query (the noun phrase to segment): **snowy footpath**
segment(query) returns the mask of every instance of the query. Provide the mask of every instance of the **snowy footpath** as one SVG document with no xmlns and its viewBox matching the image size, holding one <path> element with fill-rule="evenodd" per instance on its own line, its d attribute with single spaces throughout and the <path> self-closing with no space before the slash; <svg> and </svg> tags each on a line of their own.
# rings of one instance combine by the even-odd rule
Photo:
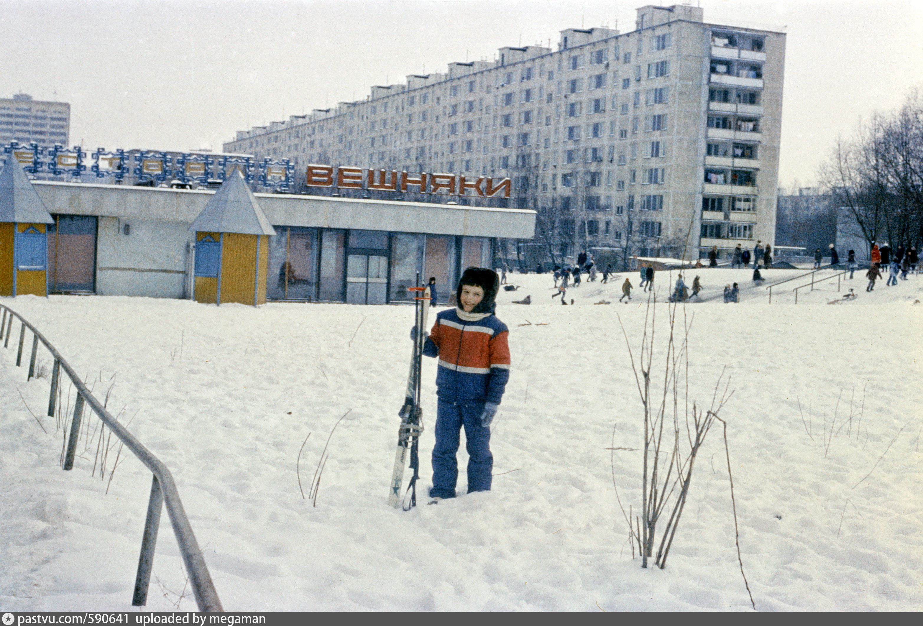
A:
<svg viewBox="0 0 923 626">
<path fill-rule="evenodd" d="M 858 297 L 828 306 L 843 293 L 835 281 L 797 305 L 773 293 L 770 305 L 749 271 L 689 271 L 688 284 L 696 273 L 706 301 L 685 307 L 689 391 L 707 404 L 722 370 L 730 376 L 721 415 L 757 609 L 919 609 L 923 276 L 867 294 L 857 274 L 846 286 Z M 768 284 L 798 271 L 764 273 Z M 426 505 L 436 364 L 425 359 L 423 501 L 408 512 L 389 508 L 387 492 L 411 307 L 2 301 L 173 472 L 226 610 L 751 610 L 719 428 L 666 568 L 632 558 L 616 489 L 637 512 L 643 423 L 619 318 L 636 350 L 646 300 L 635 289 L 619 304 L 623 280 L 584 278 L 563 307 L 550 275 L 509 274 L 521 287 L 498 298 L 512 370 L 490 492 Z M 673 280 L 658 272 L 661 300 Z M 741 302 L 725 305 L 734 281 Z M 532 305 L 511 304 L 527 295 Z M 655 307 L 665 337 L 667 305 Z M 27 382 L 17 339 L 14 326 L 0 350 L 0 608 L 138 610 L 150 475 L 125 451 L 116 465 L 95 417 L 74 470 L 60 469 L 60 425 L 42 416 L 50 360 L 40 349 L 40 378 Z M 302 490 L 325 445 L 315 503 Z M 463 494 L 463 448 L 459 461 Z M 164 513 L 142 610 L 175 608 L 195 602 Z"/>
</svg>

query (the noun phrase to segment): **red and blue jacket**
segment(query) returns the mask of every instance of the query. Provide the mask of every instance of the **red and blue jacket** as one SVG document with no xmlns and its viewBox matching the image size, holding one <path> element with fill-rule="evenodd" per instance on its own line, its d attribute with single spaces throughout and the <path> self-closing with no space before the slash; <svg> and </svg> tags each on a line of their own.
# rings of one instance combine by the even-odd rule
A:
<svg viewBox="0 0 923 626">
<path fill-rule="evenodd" d="M 437 395 L 450 402 L 500 403 L 509 379 L 509 329 L 496 315 L 465 321 L 456 309 L 440 311 L 423 348 L 438 356 Z"/>
</svg>

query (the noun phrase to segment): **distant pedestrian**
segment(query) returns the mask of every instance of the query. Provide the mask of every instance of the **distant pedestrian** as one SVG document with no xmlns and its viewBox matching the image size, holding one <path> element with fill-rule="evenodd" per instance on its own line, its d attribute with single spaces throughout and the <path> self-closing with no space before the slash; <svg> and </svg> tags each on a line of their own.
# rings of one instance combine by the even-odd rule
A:
<svg viewBox="0 0 923 626">
<path fill-rule="evenodd" d="M 875 281 L 877 281 L 881 276 L 881 271 L 878 267 L 878 263 L 872 263 L 871 267 L 869 268 L 869 271 L 866 272 L 866 278 L 869 279 L 869 286 L 866 287 L 866 291 L 875 290 Z"/>
<path fill-rule="evenodd" d="M 881 262 L 881 250 L 879 249 L 878 244 L 871 245 L 871 262 L 872 264 Z"/>
<path fill-rule="evenodd" d="M 429 277 L 429 306 L 435 307 L 439 299 L 438 290 L 436 288 L 436 277 Z"/>
<path fill-rule="evenodd" d="M 625 282 L 622 283 L 622 297 L 618 298 L 618 301 L 621 302 L 622 298 L 631 299 L 631 281 L 627 276 L 625 277 Z M 629 300 L 625 300 L 625 304 L 628 304 Z"/>
<path fill-rule="evenodd" d="M 897 284 L 897 274 L 901 271 L 901 266 L 897 264 L 897 261 L 893 259 L 888 263 L 888 282 L 885 283 L 885 286 L 892 286 Z"/>
</svg>

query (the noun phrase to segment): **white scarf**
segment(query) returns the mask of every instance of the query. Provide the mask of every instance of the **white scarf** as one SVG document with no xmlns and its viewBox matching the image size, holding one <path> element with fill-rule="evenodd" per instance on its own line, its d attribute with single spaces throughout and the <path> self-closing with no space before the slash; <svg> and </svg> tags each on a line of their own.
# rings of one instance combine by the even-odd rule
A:
<svg viewBox="0 0 923 626">
<path fill-rule="evenodd" d="M 455 314 L 459 316 L 460 319 L 465 321 L 481 321 L 485 318 L 493 315 L 493 313 L 468 313 L 461 307 L 455 307 Z"/>
</svg>

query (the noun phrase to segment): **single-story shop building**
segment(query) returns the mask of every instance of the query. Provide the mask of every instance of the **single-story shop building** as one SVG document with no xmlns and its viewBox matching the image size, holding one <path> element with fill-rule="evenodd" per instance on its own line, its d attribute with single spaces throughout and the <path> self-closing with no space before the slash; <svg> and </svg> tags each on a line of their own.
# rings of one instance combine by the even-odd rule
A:
<svg viewBox="0 0 923 626">
<path fill-rule="evenodd" d="M 197 247 L 223 235 L 190 230 L 215 191 L 31 182 L 54 221 L 45 229 L 49 293 L 189 298 L 200 278 L 215 275 Z M 265 288 L 257 302 L 408 301 L 420 272 L 436 278 L 445 304 L 464 268 L 498 267 L 497 237 L 531 239 L 535 226 L 535 212 L 522 209 L 252 197 L 274 231 L 252 235 L 257 257 L 268 258 L 247 287 Z"/>
</svg>

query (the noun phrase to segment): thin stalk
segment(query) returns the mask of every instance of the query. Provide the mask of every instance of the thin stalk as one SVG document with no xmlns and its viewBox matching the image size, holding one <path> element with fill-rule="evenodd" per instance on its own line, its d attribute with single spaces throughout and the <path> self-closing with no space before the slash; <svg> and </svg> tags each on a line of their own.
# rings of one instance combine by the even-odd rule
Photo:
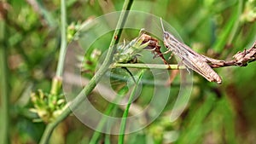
__________________________________________________
Pull out each line of the records above that contains the word "blue", treating uppercase and lowercase letters as different.

▸ OUTPUT FOR THIS TASK:
query (the noun phrase to segment): **red and blue jacket**
segment(query) returns the mask of every instance of the query. Provide the mask of every instance of the **red and blue jacket** as one SVG document with no xmlns and its viewBox matching the image size, holding one <path> element with fill-rule="evenodd" per instance on its own line, its d attribute with single spaces throughout and the <path> self-closing with no space before the slash; <svg> and </svg> tags each on a line of their own.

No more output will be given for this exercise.